# Reading passage
(begin)
This system is also derelict at keeping rain off the piles. We didn’t want to rush into building a gargantuan woodshed if we could skate by with random piles of wood in the yard, but the aggravation and insufficiency of the piles prompted Mr. FW to take serious action. Most crucially, this system didn’t allow the wood to dry properly, which grievously impacts its ability to burn well.

Why Wood Needs To Dry Out (newsflash: you can’t use a towel)

This is about two generous cords of wood (it’s stacked two rows deep). Note the color gradation: the wood on the left is older (and hence more dried) vs. the “green” (not dry) wood on the right

Wood burns most efficiently when it has under 20% moisture content (oh the things I learned while writing this post! Can’t believe I could make it through a day before knowing this). Depending on the species of the wood, when you fell a tree, it’s going to have between 40% and 60% moisture content, which means if you were to burn it soon after cutting it down, the energy in the wood would be used largely to boil off the water instead of producing heat (which is your goal). Wet wood is also harder to start, harder to keep burning, and overall less efficient.
(end)
# Data excerpts
(begin)
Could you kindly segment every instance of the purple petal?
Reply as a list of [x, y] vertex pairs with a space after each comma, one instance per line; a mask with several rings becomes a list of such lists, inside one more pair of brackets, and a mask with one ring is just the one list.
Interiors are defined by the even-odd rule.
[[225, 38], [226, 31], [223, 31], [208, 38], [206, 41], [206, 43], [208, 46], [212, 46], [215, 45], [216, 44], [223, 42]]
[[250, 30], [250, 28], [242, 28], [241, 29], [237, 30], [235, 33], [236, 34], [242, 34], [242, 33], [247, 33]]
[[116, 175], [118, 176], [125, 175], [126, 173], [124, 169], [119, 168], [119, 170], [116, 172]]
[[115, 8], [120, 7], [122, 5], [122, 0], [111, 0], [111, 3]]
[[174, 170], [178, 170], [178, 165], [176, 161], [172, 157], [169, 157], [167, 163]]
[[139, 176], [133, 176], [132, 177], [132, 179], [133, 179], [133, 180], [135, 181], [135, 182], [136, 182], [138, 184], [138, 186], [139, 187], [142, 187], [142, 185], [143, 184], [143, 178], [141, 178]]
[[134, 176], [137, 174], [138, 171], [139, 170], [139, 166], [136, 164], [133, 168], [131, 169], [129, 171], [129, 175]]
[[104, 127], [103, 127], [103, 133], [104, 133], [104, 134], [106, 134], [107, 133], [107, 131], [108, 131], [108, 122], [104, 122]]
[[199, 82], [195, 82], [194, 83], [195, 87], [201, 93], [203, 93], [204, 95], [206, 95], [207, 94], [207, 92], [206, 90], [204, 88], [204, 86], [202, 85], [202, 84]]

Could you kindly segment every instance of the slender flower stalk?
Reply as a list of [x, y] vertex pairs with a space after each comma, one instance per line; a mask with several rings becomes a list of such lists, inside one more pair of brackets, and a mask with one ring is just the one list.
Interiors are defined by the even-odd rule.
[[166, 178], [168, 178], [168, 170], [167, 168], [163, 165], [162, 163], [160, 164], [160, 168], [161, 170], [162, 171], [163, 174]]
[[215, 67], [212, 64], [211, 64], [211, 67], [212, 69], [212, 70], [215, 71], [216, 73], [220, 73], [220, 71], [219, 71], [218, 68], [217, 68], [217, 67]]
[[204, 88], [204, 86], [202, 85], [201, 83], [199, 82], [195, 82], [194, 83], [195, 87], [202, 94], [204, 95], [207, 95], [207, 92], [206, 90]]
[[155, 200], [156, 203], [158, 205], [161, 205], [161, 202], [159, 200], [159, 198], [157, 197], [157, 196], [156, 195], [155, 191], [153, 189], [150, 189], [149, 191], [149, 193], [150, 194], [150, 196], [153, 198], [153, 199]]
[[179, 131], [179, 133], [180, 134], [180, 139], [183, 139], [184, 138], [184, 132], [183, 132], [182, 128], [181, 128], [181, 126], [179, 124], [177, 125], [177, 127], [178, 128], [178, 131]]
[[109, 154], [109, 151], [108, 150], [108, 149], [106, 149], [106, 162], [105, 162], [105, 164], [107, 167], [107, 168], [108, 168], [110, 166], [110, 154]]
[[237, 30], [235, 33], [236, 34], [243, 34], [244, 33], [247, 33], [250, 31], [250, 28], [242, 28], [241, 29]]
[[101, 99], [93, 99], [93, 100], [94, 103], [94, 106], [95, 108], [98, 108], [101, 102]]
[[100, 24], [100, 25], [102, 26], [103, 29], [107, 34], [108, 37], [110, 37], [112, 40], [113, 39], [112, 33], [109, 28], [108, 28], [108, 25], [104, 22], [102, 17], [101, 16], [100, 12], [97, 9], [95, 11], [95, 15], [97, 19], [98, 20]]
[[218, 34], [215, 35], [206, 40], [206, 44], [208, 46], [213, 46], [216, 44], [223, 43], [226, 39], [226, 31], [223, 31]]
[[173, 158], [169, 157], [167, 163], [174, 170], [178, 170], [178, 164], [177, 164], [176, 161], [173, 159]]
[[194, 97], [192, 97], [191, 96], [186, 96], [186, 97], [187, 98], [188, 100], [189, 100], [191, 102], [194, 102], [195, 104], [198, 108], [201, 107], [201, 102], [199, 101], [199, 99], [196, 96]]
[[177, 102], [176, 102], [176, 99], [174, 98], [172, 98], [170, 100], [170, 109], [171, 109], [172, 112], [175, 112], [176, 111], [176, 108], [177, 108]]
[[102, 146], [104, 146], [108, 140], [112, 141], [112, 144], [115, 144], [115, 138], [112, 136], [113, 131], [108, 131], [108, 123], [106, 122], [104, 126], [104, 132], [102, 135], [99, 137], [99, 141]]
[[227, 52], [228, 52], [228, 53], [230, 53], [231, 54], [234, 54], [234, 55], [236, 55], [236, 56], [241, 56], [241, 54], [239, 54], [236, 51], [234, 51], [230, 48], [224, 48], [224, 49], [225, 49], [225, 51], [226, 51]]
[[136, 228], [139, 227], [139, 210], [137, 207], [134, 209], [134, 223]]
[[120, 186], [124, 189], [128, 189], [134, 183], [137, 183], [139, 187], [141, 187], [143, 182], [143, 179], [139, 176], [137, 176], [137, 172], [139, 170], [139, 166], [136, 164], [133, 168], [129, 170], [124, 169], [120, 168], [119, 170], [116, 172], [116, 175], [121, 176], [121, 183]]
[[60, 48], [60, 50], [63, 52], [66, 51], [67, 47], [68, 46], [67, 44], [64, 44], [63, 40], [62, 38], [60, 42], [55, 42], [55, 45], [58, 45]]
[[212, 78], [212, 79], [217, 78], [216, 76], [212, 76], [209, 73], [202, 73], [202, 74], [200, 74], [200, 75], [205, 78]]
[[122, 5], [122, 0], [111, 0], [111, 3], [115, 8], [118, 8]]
(end)
# To-do list
a: According to the firewood passage, below what moisture content does wood burn most efficiently?
b: Set down the firewood passage word for word, starting with "This is about" and ending after "overall less efficient.".

# Worked solutions
a: Under 20% moisture content.

b:
This is about two generous cords of wood (it’s stacked two rows deep). Note the color gradation: the wood on the left is older (and hence more dried) vs. the “green” (not dry) wood on the right

Wood burns most efficiently when it has under 20% moisture content (oh the things I learned while writing this post! Can’t believe I could make it through a day before knowing this). Depending on the species of the wood, when you fell a tree, it’s going to have between 40% and 60% moisture content, which means if you were to burn it soon after cutting it down, the energy in the wood would be used largely to boil off the water instead of producing heat (which is your goal). Wet wood is also harder to start, harder to keep burning, and overall less efficient.